++++ SOURCE ++++

Thank you for sharing that! I loved it! I loved the Hokey Pokey myself since my childhood days of rollerskating to it in my school gym when they had a skate night.


----------



## Chris P Bacon (Aug 28, 2021)

feywon said:


> I debated about whether to put this here or on the 'Good News' thread.  Decided on here but will reference it on the Good News thread, It really put a smile on my face this morning.  Steve Hartman's "On the Road" segments almost always contain similar 'feel good' stories.  Sometimes there's a tinge of bittersweetness to the story, but that's how life works few events, especially involving other people are *purely* good/happy or bad/sad.


What if The Hokey Pokey *really* *IS* _what it's all about_?


----------



## Pappy (Aug 28, 2021)

hollydolly said:


> I found the tiny screw from the Video  ring doorbell which I dropped amid the grass and grey pathway... as I was changing the battery.
> 
> Thought it was lost forever until I got a long handled Magnet from hubs tools.. and found it as I swept it  along like a metal detector...


Lol…I’ve lost all 4 of mine. They are so tiny. I replaced them with a wood screw which seems to work better then the original screws. I have a camera outside too, so bought extra battery so it’s always ready to change.


----------



## hollydolly (Aug 28, 2021)

Pappy said:


> Lol…I’ve lost all 4 of mine. They are so tiny. I replaced them with a wood screw which seems to work better then the original screws.* I have a camera outside too, so bought extra battery so it’s always ready to change.*


Yes I have a second battery too, I keep that charged up  so  it's ready to change as soon as I get a notification that my battery in the outside or inside are getting low...


----------



## hollydolly (Aug 28, 2021)

++++ GIVEN INFORMATION ++++

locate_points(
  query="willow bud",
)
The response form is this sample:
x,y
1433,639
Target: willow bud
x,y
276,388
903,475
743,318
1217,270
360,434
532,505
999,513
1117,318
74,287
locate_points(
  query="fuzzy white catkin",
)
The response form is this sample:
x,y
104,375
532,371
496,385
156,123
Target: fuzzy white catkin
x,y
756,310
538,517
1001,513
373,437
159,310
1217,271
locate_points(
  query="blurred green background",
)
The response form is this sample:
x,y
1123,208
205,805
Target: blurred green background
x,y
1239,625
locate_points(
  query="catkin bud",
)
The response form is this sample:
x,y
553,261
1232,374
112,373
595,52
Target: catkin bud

++++
++++ GIVEN INFORMATION ++++

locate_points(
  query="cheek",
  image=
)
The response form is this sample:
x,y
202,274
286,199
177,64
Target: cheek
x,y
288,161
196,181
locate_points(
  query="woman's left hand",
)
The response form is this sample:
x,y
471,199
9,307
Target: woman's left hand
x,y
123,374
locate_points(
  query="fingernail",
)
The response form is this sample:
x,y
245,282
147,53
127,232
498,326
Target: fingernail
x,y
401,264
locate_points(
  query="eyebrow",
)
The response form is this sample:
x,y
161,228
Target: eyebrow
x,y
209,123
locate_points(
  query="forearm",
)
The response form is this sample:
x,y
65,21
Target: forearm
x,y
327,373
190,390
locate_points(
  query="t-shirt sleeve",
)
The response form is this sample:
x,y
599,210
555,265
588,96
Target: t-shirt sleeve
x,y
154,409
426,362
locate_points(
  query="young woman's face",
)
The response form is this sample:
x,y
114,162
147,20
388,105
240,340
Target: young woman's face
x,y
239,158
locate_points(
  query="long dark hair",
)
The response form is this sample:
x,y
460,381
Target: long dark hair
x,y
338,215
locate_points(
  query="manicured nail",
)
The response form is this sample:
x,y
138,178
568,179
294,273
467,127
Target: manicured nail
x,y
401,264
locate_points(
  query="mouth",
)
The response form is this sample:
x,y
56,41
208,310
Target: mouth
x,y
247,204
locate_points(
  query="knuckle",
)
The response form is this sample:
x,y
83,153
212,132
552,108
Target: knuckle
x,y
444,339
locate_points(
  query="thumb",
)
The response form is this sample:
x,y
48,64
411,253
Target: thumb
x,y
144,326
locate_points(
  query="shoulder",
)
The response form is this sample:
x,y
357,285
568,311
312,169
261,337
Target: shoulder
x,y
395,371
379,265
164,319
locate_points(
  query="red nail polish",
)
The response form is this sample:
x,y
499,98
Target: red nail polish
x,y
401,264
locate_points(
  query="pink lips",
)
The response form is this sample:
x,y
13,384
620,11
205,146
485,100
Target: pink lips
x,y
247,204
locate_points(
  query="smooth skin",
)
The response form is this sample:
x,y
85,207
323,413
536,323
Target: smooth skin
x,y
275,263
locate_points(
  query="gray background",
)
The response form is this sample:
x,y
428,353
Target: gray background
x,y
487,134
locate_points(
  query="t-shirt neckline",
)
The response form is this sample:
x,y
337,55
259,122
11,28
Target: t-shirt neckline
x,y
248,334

++++
++++ GIVEN INFORMATION ++++

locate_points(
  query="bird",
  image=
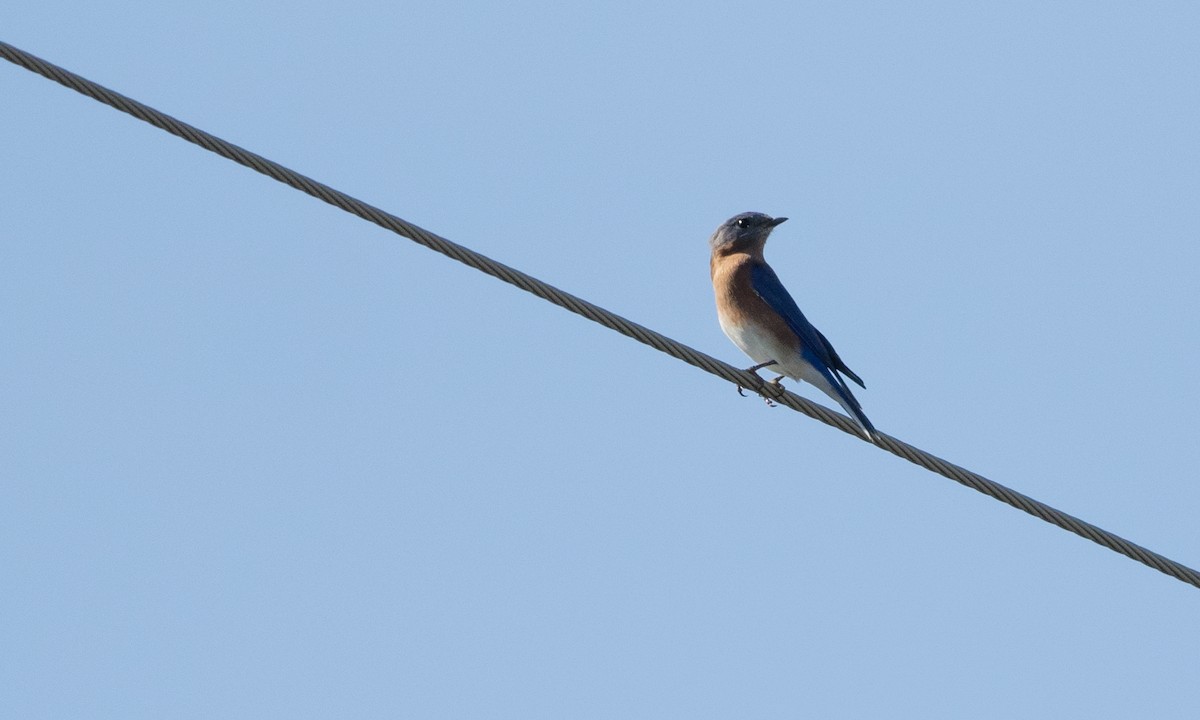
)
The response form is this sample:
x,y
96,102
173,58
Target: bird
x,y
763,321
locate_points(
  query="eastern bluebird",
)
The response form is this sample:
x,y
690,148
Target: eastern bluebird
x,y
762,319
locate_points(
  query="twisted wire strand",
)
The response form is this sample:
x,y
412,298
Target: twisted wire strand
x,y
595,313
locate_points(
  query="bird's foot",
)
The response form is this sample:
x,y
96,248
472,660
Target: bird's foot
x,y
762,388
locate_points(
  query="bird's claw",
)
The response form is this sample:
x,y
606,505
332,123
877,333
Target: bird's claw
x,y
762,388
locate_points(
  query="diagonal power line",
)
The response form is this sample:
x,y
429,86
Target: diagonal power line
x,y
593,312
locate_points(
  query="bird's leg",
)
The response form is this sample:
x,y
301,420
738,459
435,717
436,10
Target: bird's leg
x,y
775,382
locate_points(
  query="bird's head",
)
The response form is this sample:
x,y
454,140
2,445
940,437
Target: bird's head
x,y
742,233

++++

**SHORT EXERCISE 1:**
Rewrite the paragraph of the forum thread that begins "Lol…I've lost all 4 of mine" as a short bulleted list that keeps its main facts.
**SHORT EXERCISE 2:**
Extract a passage word for word from the forum thread, starting at "Thank you for" and ending at "Bacon (Aug 28, 2021)".
The records are separate material, apart from the forum thread.

**FULL OUTPUT 1:**
- Lost all 4 of the tiny original screws
- Replaced them with a wood screw, which seems to work better
- Also has an outside camera
- Bought an extra battery so one is always ready to change

**FULL OUTPUT 2:**
Thank you for sharing that! I loved it! I loved the Hokey Pokey myself since my childhood days of rollerskating to it in my school gym when they had a skate night.


----------



## Chris P Bacon (Aug 28, 2021)